====== Testo proposto
Un saggio del prof. Luigi Marseglia

«Fascino è quella cosa per cui ti senti rispondere “sì” senza aver posto alcuna domanda». È la  definizione di Albert Camus, divenuta ormai celebre, in sé abbastanza semplice, se considerata nella sua immediatezza, ma in realtà complessa, per la ridda dei rinvii che essa serba come implicazioni. Come può rispondersi “si” a una domanda non posta? Può accadere, così, inavvedutamente, per una imperdonabile distrazione o perché qualcosa di indefinito propizia le ragioni della risposta. Tutto ciò rinvia all'oscurità di un mondo che non si conosce.

È strano che nel secondo millennio dell’era cristiana la parola «fascino» abbia mantenuto ancora codesta peculiarità a un tempo capziosa e irrazionale. Sono due aspetti che non si discutono solo da quando Camus ha pronunciato la sua frase. A Napoli si dibattevano tali temi nella fase di tramonto dell'illuminismo e ancor molto tempo prima. Non erano più i Philosophes a farlo, ma i Prophètes Idéologues. Erano non già l’abate Genovesi, Filangieri, Pagano, Russo, pur compromessi sul terreno del naturalismo nella svolta tardo illuministica, ma semplicemente Nicola Valletta (Arienzo, 22 giugno1748 – Napoli, 21 novembre 1814), un esperto di diritto, e Giovan Leonardo Marugj (Manduria, 12 gennaio1753- 28 settembre 1836). Questi era medico, filosofo, traduttore del De intellectu humano di Locke (1788), scienziato innamorato dell'Encyclopédie di Diderot e d'Alembert, che nella loro falsa riga avrebbe scritto Lo stato attuale delle scienze (1792). Professore nella Regia Accademia delle Scienze, aveva fondato e redatto per qualche tempo, l'«Analisi ragionata de' libri nuovi», sulle cui colonne avrebbe recensito le opere più innovative dei Prophetes illuministi napoletani in quella stagione del neo naturalismo espresso dalla cultura meridionale. Era stato perseguitato e ricercato dai sanfedisti nella rivoluzione partenopea del 1799. Era anche stato ‘Arcade di Numero’ col nome di Florenio Salaminio e via dicendo. Entrambi avevano scritto sul «fascino» a diverso titolo. Il primo aveva pubblicato una Cicalata sul fascino ovvero sulla jettatura (1787)  e il secondo i suoi Capricci sulla jettatura (1788), una commistione di sette capricci poetici e di sette prose in cui si discutevano significati, forme, tipologia e modi essere del fenomeno a Napoli. Lì, ma non solo lì, il «fascino» era stato l’esito dell’illusione per cui «gli uomini – per dirla con Max Vairo - sono così volutamente creduli da incolpare, se le cose vadano male, non se stessi o gli altri, ma gli influssi malefici di un’entità invisibile»[1]. C’entrano in questo però anche gli uomini quale fonte di tali influssi. Essi sono talora portatori di invidia, capaci di condizionare azioni, destini e fortune degli altri.
============
Cosa farai:
A. Riscrivi in forma più breve il paragrafo del testo proposto che comincia con «Fascino è quella cosa per cui», conservandone i fatti principali.
B. Per favore, prolunga il testo proposto sul fascino e la jettatura, riprendendo dopo la sua ultima frase.
Le voci seguenti sono materiale a sé, distinto dal testo proposto.
====== Dati in esame
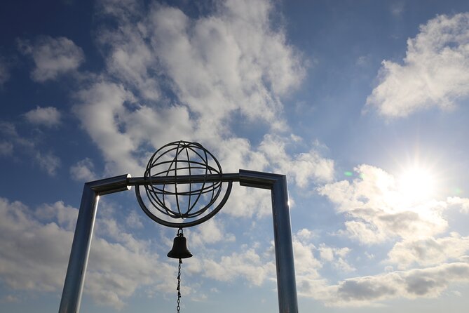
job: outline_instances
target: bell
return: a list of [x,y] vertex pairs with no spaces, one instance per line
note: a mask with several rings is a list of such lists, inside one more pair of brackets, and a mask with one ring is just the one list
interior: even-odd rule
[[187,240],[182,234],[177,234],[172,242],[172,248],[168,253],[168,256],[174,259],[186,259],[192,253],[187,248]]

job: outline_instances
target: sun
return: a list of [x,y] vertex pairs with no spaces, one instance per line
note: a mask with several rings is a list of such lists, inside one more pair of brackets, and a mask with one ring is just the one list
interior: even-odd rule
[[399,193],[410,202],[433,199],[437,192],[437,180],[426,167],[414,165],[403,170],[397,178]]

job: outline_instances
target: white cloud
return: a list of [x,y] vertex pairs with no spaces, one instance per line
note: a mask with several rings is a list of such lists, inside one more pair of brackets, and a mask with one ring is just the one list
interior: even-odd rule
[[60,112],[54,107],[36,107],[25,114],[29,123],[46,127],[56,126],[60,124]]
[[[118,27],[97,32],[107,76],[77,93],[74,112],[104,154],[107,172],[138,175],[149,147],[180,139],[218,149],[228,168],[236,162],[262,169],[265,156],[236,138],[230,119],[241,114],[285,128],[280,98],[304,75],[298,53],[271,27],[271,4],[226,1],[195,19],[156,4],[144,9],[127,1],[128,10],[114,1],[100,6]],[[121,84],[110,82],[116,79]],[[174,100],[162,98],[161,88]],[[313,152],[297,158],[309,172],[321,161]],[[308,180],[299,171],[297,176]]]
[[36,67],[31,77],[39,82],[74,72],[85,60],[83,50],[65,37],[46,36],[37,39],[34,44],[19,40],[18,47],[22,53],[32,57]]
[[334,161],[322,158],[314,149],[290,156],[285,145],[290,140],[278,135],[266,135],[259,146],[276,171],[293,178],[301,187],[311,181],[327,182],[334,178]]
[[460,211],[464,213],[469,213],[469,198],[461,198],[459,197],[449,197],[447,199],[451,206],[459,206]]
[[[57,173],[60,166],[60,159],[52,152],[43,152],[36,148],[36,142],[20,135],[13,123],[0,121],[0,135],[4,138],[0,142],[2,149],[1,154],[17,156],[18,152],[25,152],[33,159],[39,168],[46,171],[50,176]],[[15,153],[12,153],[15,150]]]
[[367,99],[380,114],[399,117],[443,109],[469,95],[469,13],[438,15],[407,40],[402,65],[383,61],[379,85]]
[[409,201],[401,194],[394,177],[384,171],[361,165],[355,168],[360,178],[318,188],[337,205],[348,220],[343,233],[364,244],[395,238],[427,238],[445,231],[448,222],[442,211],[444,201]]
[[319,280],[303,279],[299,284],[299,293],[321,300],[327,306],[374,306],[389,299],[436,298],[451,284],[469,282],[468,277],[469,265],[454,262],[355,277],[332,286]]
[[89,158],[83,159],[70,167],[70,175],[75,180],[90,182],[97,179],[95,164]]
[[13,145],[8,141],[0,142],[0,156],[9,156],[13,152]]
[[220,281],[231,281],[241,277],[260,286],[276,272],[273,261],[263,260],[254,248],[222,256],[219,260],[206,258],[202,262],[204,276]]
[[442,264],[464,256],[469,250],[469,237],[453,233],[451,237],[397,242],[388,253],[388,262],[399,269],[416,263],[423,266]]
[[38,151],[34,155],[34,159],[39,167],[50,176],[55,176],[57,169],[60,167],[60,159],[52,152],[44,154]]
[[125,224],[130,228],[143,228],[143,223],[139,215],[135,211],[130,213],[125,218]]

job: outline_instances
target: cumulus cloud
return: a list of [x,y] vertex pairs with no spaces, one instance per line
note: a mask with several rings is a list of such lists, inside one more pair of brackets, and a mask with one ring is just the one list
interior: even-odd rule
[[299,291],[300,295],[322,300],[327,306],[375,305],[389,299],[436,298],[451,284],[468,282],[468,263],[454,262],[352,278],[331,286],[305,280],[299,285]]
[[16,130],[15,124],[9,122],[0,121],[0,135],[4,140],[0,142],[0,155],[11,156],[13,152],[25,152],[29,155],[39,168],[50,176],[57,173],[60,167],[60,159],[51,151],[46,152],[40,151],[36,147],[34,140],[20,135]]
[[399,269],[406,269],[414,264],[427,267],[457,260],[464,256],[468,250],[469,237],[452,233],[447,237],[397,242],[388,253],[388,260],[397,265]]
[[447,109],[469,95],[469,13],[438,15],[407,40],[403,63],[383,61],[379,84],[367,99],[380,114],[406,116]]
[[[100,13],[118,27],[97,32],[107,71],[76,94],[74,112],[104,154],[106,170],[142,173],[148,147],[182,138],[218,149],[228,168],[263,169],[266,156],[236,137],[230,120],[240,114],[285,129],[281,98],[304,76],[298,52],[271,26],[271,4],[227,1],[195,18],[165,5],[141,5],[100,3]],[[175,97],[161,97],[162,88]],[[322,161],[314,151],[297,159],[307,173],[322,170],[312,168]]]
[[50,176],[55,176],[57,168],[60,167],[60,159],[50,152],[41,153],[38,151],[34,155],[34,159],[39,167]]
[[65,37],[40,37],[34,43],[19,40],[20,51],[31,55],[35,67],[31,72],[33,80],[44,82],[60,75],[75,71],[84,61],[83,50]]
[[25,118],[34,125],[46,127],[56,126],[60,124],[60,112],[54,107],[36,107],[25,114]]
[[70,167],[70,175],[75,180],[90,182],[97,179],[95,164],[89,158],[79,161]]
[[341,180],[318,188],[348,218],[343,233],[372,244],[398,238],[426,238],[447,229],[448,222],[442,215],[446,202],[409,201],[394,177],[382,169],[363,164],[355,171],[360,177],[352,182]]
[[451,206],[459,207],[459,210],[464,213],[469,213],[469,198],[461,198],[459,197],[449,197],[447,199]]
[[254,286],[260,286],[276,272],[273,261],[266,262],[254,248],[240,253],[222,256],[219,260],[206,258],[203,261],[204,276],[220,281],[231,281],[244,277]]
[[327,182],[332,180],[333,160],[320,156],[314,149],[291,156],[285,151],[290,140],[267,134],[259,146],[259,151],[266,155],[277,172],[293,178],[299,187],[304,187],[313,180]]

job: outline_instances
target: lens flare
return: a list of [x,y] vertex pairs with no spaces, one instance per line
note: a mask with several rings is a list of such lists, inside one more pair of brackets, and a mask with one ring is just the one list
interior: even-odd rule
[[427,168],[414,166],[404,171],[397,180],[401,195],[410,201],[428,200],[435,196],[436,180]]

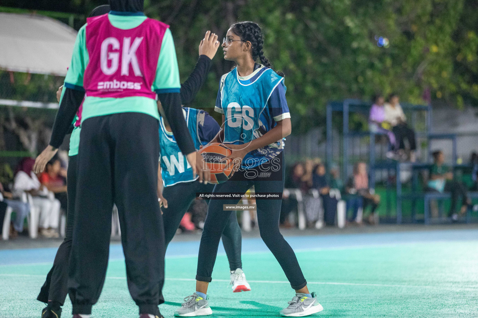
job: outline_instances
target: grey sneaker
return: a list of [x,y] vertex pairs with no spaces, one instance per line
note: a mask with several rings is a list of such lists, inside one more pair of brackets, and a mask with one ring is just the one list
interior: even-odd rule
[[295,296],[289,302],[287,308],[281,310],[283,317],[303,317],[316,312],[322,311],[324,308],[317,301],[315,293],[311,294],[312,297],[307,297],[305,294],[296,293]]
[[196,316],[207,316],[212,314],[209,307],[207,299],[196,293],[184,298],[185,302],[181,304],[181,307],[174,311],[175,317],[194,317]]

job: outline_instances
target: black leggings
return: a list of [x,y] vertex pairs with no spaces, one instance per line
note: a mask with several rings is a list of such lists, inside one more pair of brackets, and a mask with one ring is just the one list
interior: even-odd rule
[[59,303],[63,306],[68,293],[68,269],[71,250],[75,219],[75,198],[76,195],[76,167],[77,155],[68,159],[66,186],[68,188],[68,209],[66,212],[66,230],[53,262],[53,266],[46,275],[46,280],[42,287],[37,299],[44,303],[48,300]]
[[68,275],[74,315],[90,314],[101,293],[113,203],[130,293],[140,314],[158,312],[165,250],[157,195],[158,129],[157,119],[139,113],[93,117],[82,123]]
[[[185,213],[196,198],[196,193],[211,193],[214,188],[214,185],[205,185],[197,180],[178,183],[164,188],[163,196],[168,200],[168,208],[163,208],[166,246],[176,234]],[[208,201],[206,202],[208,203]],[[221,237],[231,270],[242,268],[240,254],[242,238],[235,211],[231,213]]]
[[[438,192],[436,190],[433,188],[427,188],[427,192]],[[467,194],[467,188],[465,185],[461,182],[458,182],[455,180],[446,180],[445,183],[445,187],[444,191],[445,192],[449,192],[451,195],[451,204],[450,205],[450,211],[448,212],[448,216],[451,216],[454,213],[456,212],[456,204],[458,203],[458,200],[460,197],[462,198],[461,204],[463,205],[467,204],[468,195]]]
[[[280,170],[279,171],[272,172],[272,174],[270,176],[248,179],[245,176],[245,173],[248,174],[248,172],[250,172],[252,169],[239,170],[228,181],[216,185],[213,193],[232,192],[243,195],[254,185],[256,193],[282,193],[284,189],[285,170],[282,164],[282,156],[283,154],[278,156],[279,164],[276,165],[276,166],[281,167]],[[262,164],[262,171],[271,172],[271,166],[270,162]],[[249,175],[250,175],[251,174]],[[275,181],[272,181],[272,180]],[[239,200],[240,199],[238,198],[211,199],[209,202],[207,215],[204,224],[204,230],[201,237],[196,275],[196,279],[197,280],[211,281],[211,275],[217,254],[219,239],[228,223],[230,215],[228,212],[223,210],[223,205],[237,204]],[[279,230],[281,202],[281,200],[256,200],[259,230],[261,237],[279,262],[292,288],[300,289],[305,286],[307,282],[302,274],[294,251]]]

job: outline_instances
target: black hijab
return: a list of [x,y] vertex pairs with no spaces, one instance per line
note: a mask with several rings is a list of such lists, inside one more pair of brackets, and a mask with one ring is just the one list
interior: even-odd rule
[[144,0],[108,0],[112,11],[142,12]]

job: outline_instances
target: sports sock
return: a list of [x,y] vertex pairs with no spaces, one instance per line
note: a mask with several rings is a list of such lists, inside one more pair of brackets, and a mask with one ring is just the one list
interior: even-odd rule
============
Problemi risolti:
A. Albert Camus ha definito il fascino come ciò per cui ci si sente rispondere "sì" senza aver posto alcuna domanda. La definizione, ormai celebre, appare semplice ma è complessa per le implicazioni che contiene. Si può rispondere "sì" a una domanda non posta per distrazione o perché qualcosa di indefinito favorisce la risposta. Tutto ciò rinvia all'oscurità di un mondo che non si conosce.

B.
Ménuret de Chambeau, un altro medico scienziato, rendeva per l’Encyclopédie la parola «fascino» con la voce influence e, nel farlo, ne codificava la tipologia in morale, physique e méchanique, come Valletta la distingueva in ‘patente’ e 'occulta' e Marugj in 'fisica' e 'morale'. Tutti conoscevano l'etimo latino, jacio, jacto, scaglio; jactare,scagliare; Jacta alea est, il dado è tratto.

Vedo con imperturbabile costanza effetti incredibili prodotti dalla jettatura - esordiva Marugj - . Ed ecco d’onde mi diparto. Molti di questi osservo negli Enti fisici, molti negli Enti morali. Molte volte la Jettatura va per diretto a colpire le proprietà, che scopronsi nella sostanza corporea, e che dipendono da disposizione particolare delle sue parti: molte altre va a segnalarsi ne’ moti, nelle regole e nelle misure, che possiamo francamente dire degli atti della volontà, sia quella degli affascinati, o di chi  contribuir possa a vantaggio de’ medesimi. Se per forza di jettatura io mi dimagro più di quello, che mi sono, mi disturbo nelle funzioni, mi altero, languisco, m’infermo, soggetto della medesima ne sono le qualità del mio corpo: così non altrimenti se si aprono i Cieli, cadono le piogge, si scatenano a mio danno li venti, scopo della Jettatura ne sono gli enti fisici; ma se poscia si sconcerta l’ordine della mia sorte in quanto si à riguardo ai beni persistenti generati nel giro delle cose, allora non è diretta che alla volontà mia di negligentare quelle azioni, che vantagiose mi sarebbero, o alla volontà di coloro che potrebbero beneficarmi, e migliorarmi lo stato. In questo senso dunque, se dritto miro, la Jettatura non colpisce che gli enti morali»[2].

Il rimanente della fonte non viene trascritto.